(Rows from a dataset)
━━━━

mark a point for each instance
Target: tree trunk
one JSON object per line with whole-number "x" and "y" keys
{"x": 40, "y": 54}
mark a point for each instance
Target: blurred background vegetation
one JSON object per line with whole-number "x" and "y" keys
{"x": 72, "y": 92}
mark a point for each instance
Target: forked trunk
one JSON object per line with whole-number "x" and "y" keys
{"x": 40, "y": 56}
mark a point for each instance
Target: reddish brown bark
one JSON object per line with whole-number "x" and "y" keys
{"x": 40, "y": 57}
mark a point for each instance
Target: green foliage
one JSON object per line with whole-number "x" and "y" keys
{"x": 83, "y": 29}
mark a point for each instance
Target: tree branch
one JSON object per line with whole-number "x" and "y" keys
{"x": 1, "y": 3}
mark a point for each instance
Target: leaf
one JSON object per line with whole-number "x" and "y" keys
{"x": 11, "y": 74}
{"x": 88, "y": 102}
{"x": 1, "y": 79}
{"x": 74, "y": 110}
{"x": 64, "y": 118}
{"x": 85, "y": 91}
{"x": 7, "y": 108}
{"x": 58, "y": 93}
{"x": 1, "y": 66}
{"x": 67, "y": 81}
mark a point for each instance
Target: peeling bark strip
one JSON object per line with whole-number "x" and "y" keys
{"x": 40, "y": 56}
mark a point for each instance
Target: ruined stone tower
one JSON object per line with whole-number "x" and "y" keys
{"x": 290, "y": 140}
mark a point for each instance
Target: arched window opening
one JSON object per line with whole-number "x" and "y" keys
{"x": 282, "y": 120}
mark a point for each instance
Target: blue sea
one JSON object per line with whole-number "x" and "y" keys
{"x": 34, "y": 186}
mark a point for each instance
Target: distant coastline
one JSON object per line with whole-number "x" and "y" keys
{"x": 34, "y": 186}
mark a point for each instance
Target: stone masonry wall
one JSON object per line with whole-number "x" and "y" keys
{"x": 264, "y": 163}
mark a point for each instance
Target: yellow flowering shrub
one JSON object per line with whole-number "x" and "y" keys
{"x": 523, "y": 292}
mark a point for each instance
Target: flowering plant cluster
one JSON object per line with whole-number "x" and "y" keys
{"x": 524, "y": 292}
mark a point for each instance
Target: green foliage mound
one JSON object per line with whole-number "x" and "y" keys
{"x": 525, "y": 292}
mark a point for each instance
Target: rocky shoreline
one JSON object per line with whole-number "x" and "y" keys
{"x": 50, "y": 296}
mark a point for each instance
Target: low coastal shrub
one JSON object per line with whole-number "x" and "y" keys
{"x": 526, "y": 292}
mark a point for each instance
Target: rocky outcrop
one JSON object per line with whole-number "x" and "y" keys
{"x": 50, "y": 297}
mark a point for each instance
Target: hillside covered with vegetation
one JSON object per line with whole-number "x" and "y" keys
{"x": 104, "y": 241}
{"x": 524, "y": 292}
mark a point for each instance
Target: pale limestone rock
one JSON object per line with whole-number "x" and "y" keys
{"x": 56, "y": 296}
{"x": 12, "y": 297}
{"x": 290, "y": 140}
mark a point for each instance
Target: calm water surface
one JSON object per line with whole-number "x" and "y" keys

━━━━

[Exercise prompt] Make an exact copy of all the data.

[Task result]
mark a point for each instance
Target: tree trunk
one JSON object per line with whole-number "x" and "y" keys
{"x": 40, "y": 54}
mark a point for each instance
Target: blurred background vegetation
one JSON object per line with whole-number "x" and "y" keys
{"x": 72, "y": 92}
mark a point for each instance
Target: forked trunk
one JSON object per line with whole-number "x" and "y" keys
{"x": 40, "y": 56}
mark a point for each instance
Target: reddish brown bark
one JSON object per line with whole-number "x" and "y" keys
{"x": 40, "y": 57}
mark a point for each instance
Target: green foliage
one JSON object per line with whole-number "x" and "y" keys
{"x": 83, "y": 29}
mark a point for each instance
Target: tree branch
one JSON object per line with whole-number "x" and "y" keys
{"x": 1, "y": 3}
mark a point for each instance
Target: leaf
one JSON object per line with whole-number "x" and "y" keys
{"x": 11, "y": 74}
{"x": 88, "y": 102}
{"x": 1, "y": 79}
{"x": 74, "y": 110}
{"x": 64, "y": 118}
{"x": 85, "y": 91}
{"x": 7, "y": 108}
{"x": 58, "y": 93}
{"x": 1, "y": 66}
{"x": 67, "y": 81}
mark a point for each instance
Target: peeling bark strip
one JSON object per line with whole-number "x" and "y" keys
{"x": 40, "y": 56}
mark a point for each instance
Target: ruined stone tower
one JSON object per line with whole-number "x" and "y" keys
{"x": 290, "y": 140}
mark a point for each instance
Target: arched window opening
one JSON object per line with whole-number "x" and "y" keys
{"x": 282, "y": 120}
mark a point for each instance
Target: blue sea
one JSON object per line with whole-number "x" and "y" keys
{"x": 34, "y": 186}
mark a point for each instance
Target: distant coastline
one JSON object per line with whole-number "x" and "y" keys
{"x": 34, "y": 186}
mark a point for each instance
Target: stone masonry wall
one JSON object per line with whole-number "x" and "y" keys
{"x": 264, "y": 163}
mark a point for each instance
Target: yellow flowering shrub
one JSON object per line with whole-number "x" and "y" keys
{"x": 523, "y": 292}
mark a point for each instance
Target: flowering plant cluster
one JSON object per line with whole-number "x" and "y" keys
{"x": 524, "y": 292}
mark a point for each instance
Target: green foliage mound
one JSON object per line with whole-number "x" and "y" keys
{"x": 525, "y": 292}
mark a point for each instance
Target: rocky shoreline
one JSON object per line with whole-number "x" and "y" keys
{"x": 50, "y": 296}
mark a point for each instance
Target: low coastal shrub
one JSON object per line with whole-number "x" and "y" keys
{"x": 526, "y": 292}
mark a point for each instance
Target: rocky outcrop
one JSON object per line with whole-number "x" and "y" keys
{"x": 50, "y": 297}
mark a point for each instance
Target: hillside covered with vegetation
one JSON object per line with whole-number "x" and "y" keys
{"x": 104, "y": 241}
{"x": 524, "y": 292}
mark a point for each instance
Target: pale limestone rock
one JSON object per line with whole-number "x" and "y" keys
{"x": 56, "y": 296}
{"x": 12, "y": 297}
{"x": 290, "y": 140}
mark a point for each instance
Target: calm water surface
one JSON object per line with whole-number "x" and "y" keys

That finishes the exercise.